**YOUR OBJECTIVE:**
Rewrite all of the items below, swapping "one marker per instance" for "a single marker for each instance" wherever it appears and leaving everything else unchanged. Omit the pictures from your answer.

**DATA RECORDS:**
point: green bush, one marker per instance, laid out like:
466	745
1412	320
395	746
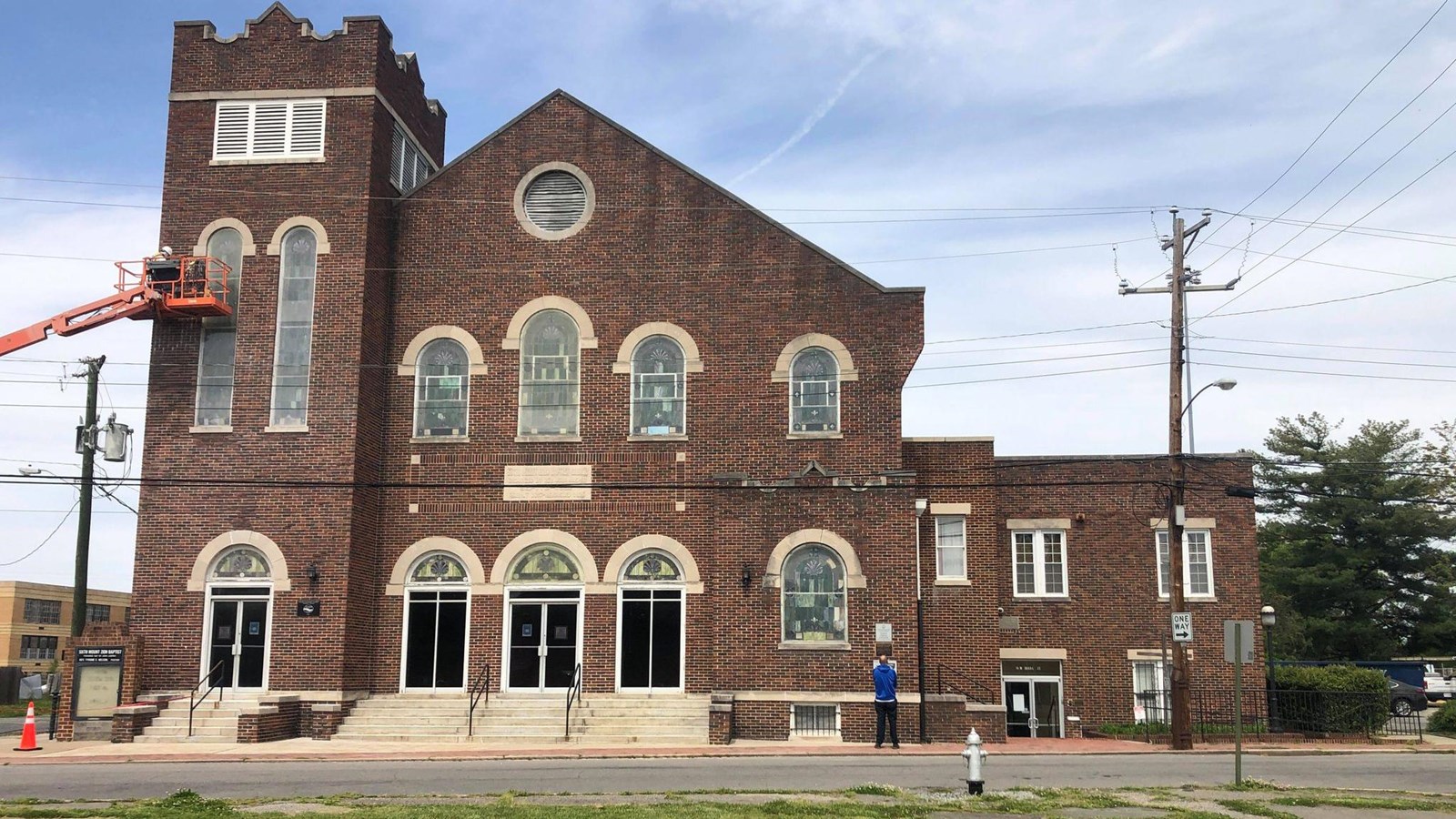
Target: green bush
1443	720
1331	698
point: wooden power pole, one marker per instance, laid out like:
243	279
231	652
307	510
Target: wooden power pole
1179	281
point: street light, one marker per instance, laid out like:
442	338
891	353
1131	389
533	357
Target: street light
1267	620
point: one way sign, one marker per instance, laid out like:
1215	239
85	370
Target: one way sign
1183	627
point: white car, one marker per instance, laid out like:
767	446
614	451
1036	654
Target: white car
1441	683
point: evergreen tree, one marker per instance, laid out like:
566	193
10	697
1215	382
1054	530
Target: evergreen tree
1353	541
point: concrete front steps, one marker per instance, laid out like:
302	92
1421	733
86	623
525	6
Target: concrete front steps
211	723
531	720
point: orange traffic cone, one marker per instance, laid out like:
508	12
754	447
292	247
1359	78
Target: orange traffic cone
28	733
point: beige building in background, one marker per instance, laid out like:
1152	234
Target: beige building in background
35	622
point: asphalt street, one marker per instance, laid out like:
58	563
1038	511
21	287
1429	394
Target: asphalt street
140	780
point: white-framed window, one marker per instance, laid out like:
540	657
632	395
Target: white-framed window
659	388
814	599
1149	693
441	389
814	719
814	392
293	349
408	165
950	547
217	358
1038	562
1198	562
268	128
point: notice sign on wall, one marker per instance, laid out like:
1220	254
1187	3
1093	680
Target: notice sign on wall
98	681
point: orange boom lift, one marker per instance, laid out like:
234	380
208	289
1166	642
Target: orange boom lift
160	288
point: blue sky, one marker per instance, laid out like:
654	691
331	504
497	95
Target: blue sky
864	111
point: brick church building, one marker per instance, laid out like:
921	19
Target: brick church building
564	414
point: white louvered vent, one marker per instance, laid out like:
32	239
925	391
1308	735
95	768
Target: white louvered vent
269	128
555	201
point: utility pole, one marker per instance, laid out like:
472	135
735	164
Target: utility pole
1179	283
86	443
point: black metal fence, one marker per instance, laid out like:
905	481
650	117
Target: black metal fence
1327	714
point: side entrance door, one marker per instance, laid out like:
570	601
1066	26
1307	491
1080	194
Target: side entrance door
543	644
238	642
652	632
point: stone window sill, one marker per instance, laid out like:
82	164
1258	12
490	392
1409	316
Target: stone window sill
814	646
295	429
268	160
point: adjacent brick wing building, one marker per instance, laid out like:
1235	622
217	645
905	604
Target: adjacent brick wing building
565	413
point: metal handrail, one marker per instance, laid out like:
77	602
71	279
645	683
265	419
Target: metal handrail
941	687
572	694
478	688
194	702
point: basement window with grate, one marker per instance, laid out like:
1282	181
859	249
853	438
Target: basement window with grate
268	128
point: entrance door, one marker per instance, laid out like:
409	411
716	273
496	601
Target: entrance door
238	653
1034	707
652	634
434	640
543	644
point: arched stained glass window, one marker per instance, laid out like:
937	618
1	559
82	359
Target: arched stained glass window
814	601
551	375
650	567
439	567
218	354
546	562
814	392
240	562
441	389
659	388
293	349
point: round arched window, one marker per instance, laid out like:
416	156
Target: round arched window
652	567
439	569
240	562
545	562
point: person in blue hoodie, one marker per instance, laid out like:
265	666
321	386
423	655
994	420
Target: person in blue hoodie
885	703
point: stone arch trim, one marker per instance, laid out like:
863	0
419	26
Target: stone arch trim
692	360
276	245
399	576
472	349
846	363
277	566
565	540
774	574
249	247
660	542
584	329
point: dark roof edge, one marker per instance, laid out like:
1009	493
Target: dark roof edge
682	167
1155	457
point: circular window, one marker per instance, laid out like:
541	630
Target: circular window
553	200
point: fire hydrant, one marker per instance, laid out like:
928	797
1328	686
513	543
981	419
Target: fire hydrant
975	756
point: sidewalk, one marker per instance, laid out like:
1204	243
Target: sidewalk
308	749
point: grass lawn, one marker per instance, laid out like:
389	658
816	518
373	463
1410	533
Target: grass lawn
18	709
868	802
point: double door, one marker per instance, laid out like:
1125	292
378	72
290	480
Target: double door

**WRITTEN ANSWER:**
point: green bush, a single marker for each instance, laid out like:
466	745
1412	320
395	746
Target: green bush
1443	720
1331	698
point: wooden power pole, a single marker for each instance, laid out like:
243	279
231	652
307	510
Target: wooden power pole
1179	281
point: street light, a single marker for each instance, laid out like:
442	338
891	353
1131	389
533	357
Target: street light
1267	620
point: one way sign, a single marker for each instance, laid out like:
1215	239
85	370
Target: one way sign
1183	627
point: white car, a single marker for each instance, laid out like:
767	446
614	451
1036	654
Target: white car
1441	683
point: evergreen tree, a single marker for each instance, laid out like:
566	193
10	697
1215	382
1054	530
Target: evergreen tree
1353	541
point: concrete front steps, a single marker for each instance, laid out like:
302	92
1421	733
86	623
525	6
Target: concrete front steps
211	723
531	720
point: orange traffic cone, a single marker for each instance, laid out like:
508	12
754	447
292	247
1359	78
Target: orange traffic cone
28	733
point: beige building in background, a single marker for each instance, laid out like:
1152	234
Target: beige building in background
35	622
point: asphalt street, a single marker for each instance, laid out like:
58	563
1038	511
21	287
1429	394
Target: asphalt street
140	780
point: white-framed window, a single marker for each instance, laid out like:
540	657
632	395
Target: white-framed window
659	388
814	599
1149	693
441	389
814	719
814	392
293	349
408	165
950	547
217	358
1038	562
1198	562
268	128
point: notice sign on wall, a single marker for each instance, laid out like:
1220	254
1187	3
1093	680
Target: notice sign on wall
98	681
point: orange boom lift, a single marker for each instance, laid out like:
234	380
208	289
1166	642
Target: orange boom lift
160	288
point: blue sky, a single marker for each instance, laid out like:
654	691
331	504
497	95
Target: blue sky
864	111
point: brick church building, a single marker for each instance, laid out like:
921	19
Target: brick church building
564	414
point: white louvered vent, a single marker for each instance, laid out like:
32	239
925	391
1308	735
95	768
Target: white louvered vent
269	128
555	201
point: utility pole, a single marker for each instance, laid out like:
472	135
735	164
Target: utility pole
1179	283
86	443
point: black metal fence, a single marker for each instance, laid out like:
905	481
650	117
Target: black metal fence
1327	714
point: side entrance door, a single marker for each instance, laid out like:
570	601
1066	26
1307	491
1080	194
Target: side entrance door
543	644
238	642
652	632
point: stone window sill, a single marker for each instance, laid out like:
82	164
1258	12
490	392
1409	316
Target: stone window sill
814	646
295	429
268	160
point: adjacent brick wing building, a single marker for each instance, laid out like:
1235	622
217	645
905	604
Target: adjacent brick wing building
565	413
point: metal handrail, a single marker for each instance, laid out like:
77	602
71	279
645	683
265	419
Target: metal handrail
941	687
572	694
478	688
194	702
point: basement window with grate, a single marker for each instance, laid out like:
1282	181
859	249
853	438
Target: basement window with grate
268	128
point: entrance door, a single marker for each instance, laid out like:
409	411
716	273
496	601
Target: entrance door
238	653
1034	707
652	634
434	640
543	644
point: arched stained glass window, a single marker for each instance, laid out like:
937	618
1	559
82	359
Target: arched stained glass window
814	601
551	375
650	567
439	567
218	354
546	562
814	392
240	562
441	389
659	388
293	349
point: round arched window, a single marker for each instance, laid out like:
416	156
Target: round arched window
652	567
439	569
240	562
545	562
point: person in blue hoodie, a single marker for each instance, laid out like:
265	666
321	386
423	655
994	420
Target: person in blue hoodie
885	703
point: stone arch trim, a single marker for each instance, laid out like:
863	0
419	26
Target: stone arch trim
692	360
276	245
399	576
472	349
846	363
277	566
565	540
774	574
249	247
660	542
584	329
point: dark roof edge, a single marker for each instance, laid out like:
1009	493
Target: dark roof edge
682	167
1155	457
point: circular window, a single marker for each instance, laid out like:
541	630
Target: circular window
553	200
point: fire hydrant, a single marker for each instance, laid out like:
928	797
1328	686
513	543
981	419
Target: fire hydrant
975	756
point: sidewalk, a single marker for each instance, laid out like:
1204	243
Target: sidewalk
308	749
point: grass lawn, a single marker for each instance, laid out like:
389	658
816	518
373	463
1410	533
Target: grass lawn
18	709
868	802
point: double door, a single marker for each instance, laid out like:
1125	292
378	72
290	480
Target: double door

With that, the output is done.